* _Records from a collection_:
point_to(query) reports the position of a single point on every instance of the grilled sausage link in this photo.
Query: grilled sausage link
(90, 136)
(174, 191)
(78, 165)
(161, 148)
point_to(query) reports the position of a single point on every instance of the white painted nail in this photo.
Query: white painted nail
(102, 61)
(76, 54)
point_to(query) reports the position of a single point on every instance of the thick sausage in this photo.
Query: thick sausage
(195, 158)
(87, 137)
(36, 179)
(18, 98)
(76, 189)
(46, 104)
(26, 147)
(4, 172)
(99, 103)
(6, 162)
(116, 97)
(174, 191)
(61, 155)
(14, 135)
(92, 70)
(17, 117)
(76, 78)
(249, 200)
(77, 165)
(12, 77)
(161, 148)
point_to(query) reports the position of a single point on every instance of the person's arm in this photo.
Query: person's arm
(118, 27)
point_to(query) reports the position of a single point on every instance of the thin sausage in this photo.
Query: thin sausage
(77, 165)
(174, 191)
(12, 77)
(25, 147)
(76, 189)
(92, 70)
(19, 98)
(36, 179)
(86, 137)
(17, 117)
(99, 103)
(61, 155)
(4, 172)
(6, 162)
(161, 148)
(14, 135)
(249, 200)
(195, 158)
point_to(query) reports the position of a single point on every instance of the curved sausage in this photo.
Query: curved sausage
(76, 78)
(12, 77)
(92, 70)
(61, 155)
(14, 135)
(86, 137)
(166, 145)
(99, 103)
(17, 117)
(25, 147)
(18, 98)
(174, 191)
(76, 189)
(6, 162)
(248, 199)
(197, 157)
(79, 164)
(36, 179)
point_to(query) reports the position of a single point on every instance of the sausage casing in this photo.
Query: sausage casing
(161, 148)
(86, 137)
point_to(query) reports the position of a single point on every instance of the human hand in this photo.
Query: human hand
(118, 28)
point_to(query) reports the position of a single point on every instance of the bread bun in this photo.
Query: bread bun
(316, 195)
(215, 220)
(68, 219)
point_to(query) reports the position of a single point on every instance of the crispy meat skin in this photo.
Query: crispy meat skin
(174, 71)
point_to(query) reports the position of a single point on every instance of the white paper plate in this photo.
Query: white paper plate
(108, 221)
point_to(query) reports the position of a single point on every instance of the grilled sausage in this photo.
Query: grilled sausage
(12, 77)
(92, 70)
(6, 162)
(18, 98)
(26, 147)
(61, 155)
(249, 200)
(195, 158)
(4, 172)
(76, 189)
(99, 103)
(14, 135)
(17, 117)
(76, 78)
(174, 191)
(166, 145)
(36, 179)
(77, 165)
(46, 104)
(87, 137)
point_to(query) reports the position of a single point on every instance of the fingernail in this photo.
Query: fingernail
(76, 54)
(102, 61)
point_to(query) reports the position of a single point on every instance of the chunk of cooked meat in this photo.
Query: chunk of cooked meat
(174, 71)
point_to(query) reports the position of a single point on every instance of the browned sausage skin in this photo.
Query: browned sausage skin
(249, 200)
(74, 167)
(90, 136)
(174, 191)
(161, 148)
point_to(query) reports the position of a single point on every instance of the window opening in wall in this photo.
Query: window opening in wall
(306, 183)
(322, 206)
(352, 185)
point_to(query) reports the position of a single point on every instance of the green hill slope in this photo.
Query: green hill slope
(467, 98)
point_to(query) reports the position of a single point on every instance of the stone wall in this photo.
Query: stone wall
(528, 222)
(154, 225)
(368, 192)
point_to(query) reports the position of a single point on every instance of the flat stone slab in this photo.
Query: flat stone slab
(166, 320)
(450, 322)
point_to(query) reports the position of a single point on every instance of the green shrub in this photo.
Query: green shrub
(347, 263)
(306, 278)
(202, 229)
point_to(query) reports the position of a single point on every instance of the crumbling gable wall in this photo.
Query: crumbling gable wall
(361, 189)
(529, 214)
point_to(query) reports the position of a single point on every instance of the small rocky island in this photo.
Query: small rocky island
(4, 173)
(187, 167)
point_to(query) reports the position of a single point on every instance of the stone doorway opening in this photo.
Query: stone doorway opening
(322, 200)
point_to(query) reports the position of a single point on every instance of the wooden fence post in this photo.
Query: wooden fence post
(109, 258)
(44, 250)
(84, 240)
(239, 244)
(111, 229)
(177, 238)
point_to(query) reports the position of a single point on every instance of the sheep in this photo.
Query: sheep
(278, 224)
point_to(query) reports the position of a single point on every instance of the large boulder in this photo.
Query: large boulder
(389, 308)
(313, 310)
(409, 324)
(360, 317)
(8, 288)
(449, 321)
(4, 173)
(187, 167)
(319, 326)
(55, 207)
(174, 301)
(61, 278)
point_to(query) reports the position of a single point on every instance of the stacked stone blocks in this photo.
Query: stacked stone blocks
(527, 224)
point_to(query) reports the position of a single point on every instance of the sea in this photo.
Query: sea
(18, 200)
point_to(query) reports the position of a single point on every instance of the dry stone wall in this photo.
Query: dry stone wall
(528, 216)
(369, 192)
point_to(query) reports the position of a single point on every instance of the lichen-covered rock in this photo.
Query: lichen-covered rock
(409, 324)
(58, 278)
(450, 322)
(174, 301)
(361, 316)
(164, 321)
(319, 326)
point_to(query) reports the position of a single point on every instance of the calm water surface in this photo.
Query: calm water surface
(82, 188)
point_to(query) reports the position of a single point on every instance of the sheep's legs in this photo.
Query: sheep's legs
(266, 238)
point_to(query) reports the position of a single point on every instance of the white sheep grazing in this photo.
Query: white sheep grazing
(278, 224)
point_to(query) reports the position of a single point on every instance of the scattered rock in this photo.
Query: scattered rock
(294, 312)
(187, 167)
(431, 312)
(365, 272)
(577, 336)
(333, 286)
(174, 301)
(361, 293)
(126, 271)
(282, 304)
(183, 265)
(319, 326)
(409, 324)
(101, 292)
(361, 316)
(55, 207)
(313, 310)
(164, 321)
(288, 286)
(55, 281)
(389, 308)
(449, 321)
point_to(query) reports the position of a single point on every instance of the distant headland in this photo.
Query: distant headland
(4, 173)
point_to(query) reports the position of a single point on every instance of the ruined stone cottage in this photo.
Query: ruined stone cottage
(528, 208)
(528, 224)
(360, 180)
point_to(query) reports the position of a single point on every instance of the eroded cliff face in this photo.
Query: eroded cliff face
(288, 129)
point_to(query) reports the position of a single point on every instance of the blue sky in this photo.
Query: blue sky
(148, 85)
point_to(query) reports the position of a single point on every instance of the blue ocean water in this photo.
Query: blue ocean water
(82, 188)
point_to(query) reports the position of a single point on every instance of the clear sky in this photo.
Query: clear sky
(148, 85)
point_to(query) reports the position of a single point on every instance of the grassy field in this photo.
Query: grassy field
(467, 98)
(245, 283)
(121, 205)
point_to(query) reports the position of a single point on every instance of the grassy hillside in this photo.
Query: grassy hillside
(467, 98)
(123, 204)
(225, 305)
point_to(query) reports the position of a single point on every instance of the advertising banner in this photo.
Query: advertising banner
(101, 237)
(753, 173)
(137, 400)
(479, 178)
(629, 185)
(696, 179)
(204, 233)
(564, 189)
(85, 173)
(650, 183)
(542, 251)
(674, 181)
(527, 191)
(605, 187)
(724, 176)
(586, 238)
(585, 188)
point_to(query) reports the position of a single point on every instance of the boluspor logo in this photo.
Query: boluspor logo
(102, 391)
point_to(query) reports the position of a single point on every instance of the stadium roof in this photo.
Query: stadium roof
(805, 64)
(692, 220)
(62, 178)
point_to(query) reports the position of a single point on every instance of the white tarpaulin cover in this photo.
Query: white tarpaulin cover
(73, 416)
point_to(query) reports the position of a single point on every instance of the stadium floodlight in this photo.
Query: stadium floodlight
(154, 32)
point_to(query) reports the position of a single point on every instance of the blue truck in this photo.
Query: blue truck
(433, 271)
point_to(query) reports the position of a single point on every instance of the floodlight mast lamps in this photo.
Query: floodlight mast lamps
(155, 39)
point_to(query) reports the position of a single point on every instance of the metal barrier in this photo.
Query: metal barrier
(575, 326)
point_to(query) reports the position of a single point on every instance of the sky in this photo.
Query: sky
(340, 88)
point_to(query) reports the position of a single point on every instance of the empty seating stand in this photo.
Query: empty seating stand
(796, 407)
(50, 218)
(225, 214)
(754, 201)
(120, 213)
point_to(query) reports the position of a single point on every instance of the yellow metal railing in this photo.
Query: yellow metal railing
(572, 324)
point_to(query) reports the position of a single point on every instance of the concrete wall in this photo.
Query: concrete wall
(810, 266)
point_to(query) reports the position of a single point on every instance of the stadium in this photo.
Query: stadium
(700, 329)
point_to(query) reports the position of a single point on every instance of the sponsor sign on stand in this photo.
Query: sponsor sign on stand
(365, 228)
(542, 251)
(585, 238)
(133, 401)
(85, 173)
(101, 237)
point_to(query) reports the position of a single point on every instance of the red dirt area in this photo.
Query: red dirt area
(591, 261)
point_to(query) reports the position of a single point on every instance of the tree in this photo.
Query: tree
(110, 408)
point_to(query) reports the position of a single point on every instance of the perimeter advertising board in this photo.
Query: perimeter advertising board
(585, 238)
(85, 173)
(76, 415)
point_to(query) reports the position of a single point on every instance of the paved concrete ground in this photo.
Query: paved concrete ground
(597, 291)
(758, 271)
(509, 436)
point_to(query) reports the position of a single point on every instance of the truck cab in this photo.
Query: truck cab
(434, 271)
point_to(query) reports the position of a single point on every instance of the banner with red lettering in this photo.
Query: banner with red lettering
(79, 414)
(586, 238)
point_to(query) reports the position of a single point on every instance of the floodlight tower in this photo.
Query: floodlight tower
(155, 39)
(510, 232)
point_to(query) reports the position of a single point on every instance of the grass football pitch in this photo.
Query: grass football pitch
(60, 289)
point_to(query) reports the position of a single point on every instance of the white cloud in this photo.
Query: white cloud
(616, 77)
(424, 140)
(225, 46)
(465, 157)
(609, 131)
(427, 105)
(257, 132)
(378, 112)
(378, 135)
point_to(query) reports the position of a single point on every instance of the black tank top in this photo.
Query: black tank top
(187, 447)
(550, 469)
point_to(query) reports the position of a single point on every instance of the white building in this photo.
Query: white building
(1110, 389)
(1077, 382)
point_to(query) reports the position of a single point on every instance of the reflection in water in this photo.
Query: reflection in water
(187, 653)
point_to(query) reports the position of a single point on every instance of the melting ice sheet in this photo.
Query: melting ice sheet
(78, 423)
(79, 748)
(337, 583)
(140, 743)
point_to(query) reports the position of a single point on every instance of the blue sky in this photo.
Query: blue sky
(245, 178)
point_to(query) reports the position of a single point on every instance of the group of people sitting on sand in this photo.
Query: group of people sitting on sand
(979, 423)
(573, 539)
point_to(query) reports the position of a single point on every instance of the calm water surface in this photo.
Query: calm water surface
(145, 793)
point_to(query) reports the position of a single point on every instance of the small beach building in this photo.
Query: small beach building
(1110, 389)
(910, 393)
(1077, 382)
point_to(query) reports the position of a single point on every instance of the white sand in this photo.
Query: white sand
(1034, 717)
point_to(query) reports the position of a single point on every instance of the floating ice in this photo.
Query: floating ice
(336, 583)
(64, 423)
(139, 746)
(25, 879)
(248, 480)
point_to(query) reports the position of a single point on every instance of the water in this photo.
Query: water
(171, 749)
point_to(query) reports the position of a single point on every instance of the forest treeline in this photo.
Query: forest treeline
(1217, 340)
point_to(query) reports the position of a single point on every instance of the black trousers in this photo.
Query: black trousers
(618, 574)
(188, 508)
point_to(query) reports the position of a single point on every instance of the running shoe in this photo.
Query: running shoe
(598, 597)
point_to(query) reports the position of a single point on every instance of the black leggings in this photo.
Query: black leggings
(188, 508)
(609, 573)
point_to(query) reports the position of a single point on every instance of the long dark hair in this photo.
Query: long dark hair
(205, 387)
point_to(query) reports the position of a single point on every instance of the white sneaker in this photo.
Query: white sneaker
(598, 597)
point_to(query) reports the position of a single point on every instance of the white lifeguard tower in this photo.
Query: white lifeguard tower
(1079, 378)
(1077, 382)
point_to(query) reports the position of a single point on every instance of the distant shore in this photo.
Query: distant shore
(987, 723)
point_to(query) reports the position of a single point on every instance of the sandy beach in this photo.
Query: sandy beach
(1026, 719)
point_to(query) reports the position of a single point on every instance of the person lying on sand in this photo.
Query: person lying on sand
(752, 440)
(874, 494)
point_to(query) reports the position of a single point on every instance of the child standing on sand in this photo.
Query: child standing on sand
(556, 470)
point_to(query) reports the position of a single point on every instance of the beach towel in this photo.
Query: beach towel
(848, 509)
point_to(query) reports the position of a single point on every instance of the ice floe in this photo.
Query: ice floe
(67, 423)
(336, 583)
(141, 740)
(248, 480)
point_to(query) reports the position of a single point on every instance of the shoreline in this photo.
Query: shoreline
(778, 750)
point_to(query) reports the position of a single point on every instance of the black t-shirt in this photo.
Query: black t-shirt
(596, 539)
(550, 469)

* _TASK PROMPT_: Reproduce, word for word, only the lines from the one that contains "standing on sand in this photo." through the final line.

* _REPLY_:
point_to(query) reports the position of a single point on every instance of the child standing on sand in this photo.
Query: child standing on sand
(556, 470)
point_to(query) reports the position of a single point on every instance of the beach towel in this photo.
Query: beach towel
(848, 509)
point_to(query) reports the position of a single point on every instance of the ice floe in this photo.
Query: ice floe
(67, 423)
(336, 583)
(141, 740)
(248, 480)
point_to(query) reports the position of a single point on every instance of the shoreline in this photo.
Query: shoreline
(778, 750)
point_to(query) reports the position of a single point on every instance of the black t-shirt in this photo.
Query: black t-shirt
(596, 539)
(550, 469)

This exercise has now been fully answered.